-- TEXT FOR ANALYSIS --
* * *
Deploying RSpace

The following information is only applicable to a Team or Enterprise Editions of RSpace.

Scope and intended audience

This document is for IT staff at an organisation that is considering purchasing, or has purchased, RSpace Team or Enterprise.

For Enterprise, this document aims to provide an overview of deployment options to help guide your decision on how to deploy RSpace.

Which Edition should I choose and where will RSpace be deployed?

This is a fundamental decision for you to make, and there are various options, all of which can be supported and have proven to be workable with existing customers.

For deployments of RSpace with less than 15 users who have selected RSpace Team Edition, only option 1 is available. However, this document highlights various information about the SaaS offering that might be useful to the IT staff of an organization that has opted for the Team Edition.

Option 1: Research Space operates RSpace as a SaaS offering installed on an AWS server that we manage for you.

In this scenario, RSpace is deployed on your own private AWS instance in the cloud. Installation, backup, updates and maintenance are all performed by Research Space. For Team edition, ResearchSpace will select a data center location for you from the following list:

us-east-1 virginia

us-west-1 california

eu-west-1 ireland

eu-west-2 london

ap-northeast-2 seoul

ap-southeast-2 sydney

Oranizations who purchase RSpace Enterprise edition may request any AWS regional data center necessary to meet your data storage and regulatory requirements. Hosting on AWS is good option if you:

  • Are unable or unwilling to dedicate staff time to installing and maintaining RSpace.
  • Want complete convenience and to get up and running quickly.
  • Anticipate expanding usage over time but do not have suitable resources of your own to accomodate this - AWS is essentially is unlimited in terms of data storage capability.
* * *
-- THE TASK --
In the RSpace deployment text above, who performs installation, backup, updates and maintenance when RSpace runs as a SaaS offering on AWS?
* * *
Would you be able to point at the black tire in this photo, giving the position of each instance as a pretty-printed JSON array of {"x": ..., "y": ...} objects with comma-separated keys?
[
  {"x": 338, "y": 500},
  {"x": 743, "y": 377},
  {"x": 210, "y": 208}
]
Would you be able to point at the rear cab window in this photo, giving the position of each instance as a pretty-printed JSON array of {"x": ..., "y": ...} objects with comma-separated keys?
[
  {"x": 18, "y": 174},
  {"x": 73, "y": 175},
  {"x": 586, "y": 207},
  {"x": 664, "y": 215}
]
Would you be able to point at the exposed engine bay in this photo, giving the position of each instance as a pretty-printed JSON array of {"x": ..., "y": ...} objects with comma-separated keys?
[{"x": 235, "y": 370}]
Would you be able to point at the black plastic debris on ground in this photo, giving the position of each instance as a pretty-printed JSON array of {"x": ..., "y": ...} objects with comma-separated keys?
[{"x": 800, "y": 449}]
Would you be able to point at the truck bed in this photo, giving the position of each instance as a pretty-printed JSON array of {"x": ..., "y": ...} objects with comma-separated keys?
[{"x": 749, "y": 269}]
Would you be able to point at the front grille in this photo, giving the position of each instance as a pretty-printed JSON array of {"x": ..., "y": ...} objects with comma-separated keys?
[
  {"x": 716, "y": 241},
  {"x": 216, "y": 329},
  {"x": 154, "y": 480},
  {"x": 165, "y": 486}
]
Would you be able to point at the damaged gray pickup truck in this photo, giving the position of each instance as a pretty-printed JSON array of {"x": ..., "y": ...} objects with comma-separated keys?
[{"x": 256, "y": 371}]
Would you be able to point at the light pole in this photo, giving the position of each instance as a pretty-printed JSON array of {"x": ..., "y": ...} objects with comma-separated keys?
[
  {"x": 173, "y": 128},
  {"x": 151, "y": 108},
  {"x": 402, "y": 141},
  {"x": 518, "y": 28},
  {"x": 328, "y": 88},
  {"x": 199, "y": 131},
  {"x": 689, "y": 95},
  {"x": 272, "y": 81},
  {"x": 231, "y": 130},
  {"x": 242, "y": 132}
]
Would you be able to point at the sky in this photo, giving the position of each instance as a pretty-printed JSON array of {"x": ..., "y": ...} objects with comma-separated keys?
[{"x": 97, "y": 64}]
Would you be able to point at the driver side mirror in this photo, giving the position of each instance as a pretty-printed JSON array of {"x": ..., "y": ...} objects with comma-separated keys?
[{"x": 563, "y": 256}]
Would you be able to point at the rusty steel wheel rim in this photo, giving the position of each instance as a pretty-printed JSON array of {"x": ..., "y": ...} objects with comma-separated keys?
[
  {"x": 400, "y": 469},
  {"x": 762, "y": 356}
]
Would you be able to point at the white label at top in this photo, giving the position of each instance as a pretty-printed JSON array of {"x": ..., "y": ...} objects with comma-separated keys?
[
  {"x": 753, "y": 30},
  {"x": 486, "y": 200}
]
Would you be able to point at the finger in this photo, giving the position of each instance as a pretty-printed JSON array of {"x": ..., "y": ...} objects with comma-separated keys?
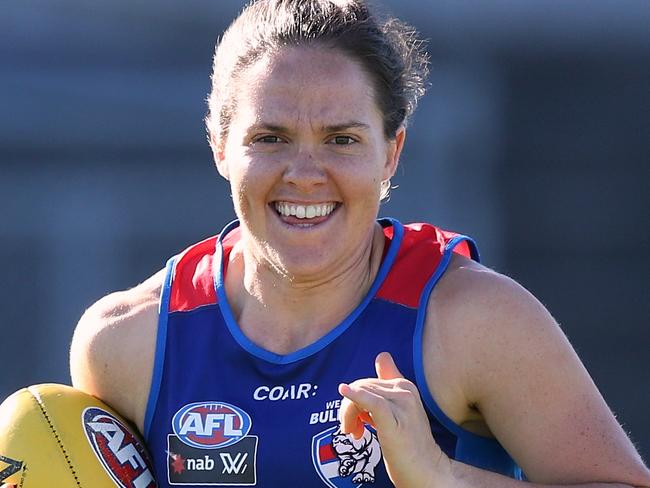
[
  {"x": 386, "y": 367},
  {"x": 350, "y": 414},
  {"x": 361, "y": 400}
]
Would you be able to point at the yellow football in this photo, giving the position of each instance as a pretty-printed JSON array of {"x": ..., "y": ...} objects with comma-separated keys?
[{"x": 56, "y": 436}]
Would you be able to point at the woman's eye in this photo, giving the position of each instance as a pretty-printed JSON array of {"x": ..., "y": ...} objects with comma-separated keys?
[
  {"x": 343, "y": 140},
  {"x": 268, "y": 139}
]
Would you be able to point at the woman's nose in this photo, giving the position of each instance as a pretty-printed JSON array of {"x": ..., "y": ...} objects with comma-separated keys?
[{"x": 304, "y": 170}]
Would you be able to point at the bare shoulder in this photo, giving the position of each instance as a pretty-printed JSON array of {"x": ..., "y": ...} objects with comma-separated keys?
[
  {"x": 513, "y": 369},
  {"x": 113, "y": 347}
]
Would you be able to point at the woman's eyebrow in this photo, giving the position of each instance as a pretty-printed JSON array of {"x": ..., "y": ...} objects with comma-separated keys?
[
  {"x": 342, "y": 127},
  {"x": 346, "y": 126}
]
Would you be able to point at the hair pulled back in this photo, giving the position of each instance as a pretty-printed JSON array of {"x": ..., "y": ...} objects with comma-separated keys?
[{"x": 388, "y": 50}]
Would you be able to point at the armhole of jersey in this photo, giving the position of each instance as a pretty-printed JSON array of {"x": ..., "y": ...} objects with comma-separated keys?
[
  {"x": 418, "y": 360},
  {"x": 161, "y": 342}
]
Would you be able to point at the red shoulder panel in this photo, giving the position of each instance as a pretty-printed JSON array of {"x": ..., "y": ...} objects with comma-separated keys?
[
  {"x": 417, "y": 260},
  {"x": 193, "y": 281}
]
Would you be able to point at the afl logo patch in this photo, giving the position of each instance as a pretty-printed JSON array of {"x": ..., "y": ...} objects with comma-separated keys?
[
  {"x": 211, "y": 425},
  {"x": 121, "y": 454}
]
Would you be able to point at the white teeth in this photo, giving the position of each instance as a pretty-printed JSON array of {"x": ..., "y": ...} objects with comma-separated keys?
[{"x": 304, "y": 211}]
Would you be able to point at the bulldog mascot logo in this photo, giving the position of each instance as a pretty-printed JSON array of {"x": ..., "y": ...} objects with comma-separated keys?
[{"x": 343, "y": 461}]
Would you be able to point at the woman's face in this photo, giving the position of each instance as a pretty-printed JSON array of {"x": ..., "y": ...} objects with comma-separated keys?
[{"x": 305, "y": 156}]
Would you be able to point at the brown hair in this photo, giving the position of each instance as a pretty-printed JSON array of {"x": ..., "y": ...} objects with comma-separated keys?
[{"x": 388, "y": 50}]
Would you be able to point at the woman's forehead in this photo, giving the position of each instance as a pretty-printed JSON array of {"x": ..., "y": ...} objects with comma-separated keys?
[{"x": 321, "y": 85}]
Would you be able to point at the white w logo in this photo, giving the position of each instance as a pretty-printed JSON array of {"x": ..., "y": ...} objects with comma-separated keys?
[{"x": 236, "y": 465}]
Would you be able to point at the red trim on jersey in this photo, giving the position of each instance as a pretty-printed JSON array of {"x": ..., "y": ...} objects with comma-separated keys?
[
  {"x": 420, "y": 253},
  {"x": 193, "y": 282}
]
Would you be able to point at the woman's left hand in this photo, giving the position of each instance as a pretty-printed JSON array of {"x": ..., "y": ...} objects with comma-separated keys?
[{"x": 392, "y": 405}]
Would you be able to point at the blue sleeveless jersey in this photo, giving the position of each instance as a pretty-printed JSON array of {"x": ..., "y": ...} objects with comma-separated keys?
[{"x": 224, "y": 412}]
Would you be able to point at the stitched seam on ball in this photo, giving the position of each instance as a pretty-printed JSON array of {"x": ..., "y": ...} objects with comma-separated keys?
[
  {"x": 23, "y": 475},
  {"x": 56, "y": 435}
]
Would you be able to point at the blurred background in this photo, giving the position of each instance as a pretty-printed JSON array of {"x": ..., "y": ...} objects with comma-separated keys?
[{"x": 534, "y": 138}]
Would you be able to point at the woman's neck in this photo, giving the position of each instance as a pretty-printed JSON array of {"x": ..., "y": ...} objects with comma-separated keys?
[{"x": 283, "y": 313}]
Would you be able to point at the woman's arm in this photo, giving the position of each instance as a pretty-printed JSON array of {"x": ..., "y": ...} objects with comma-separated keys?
[
  {"x": 112, "y": 350},
  {"x": 514, "y": 367}
]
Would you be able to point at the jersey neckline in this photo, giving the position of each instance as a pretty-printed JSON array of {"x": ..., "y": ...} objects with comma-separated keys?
[{"x": 318, "y": 345}]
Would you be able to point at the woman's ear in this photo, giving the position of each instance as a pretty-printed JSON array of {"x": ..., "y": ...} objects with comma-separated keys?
[
  {"x": 395, "y": 147},
  {"x": 219, "y": 155}
]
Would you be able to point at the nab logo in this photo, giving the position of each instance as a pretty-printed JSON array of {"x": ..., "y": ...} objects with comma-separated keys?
[
  {"x": 121, "y": 454},
  {"x": 211, "y": 425}
]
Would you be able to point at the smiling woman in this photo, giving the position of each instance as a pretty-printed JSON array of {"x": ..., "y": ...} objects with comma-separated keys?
[{"x": 310, "y": 344}]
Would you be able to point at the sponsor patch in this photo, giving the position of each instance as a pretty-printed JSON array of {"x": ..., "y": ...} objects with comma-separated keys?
[
  {"x": 344, "y": 462},
  {"x": 235, "y": 464},
  {"x": 122, "y": 455},
  {"x": 211, "y": 425}
]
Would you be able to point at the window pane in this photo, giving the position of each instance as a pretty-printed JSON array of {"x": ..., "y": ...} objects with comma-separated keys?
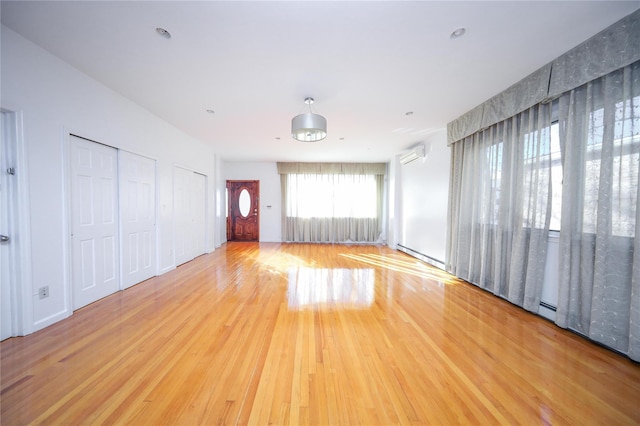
* * *
-- TASK ANSWER --
Research Space performs them.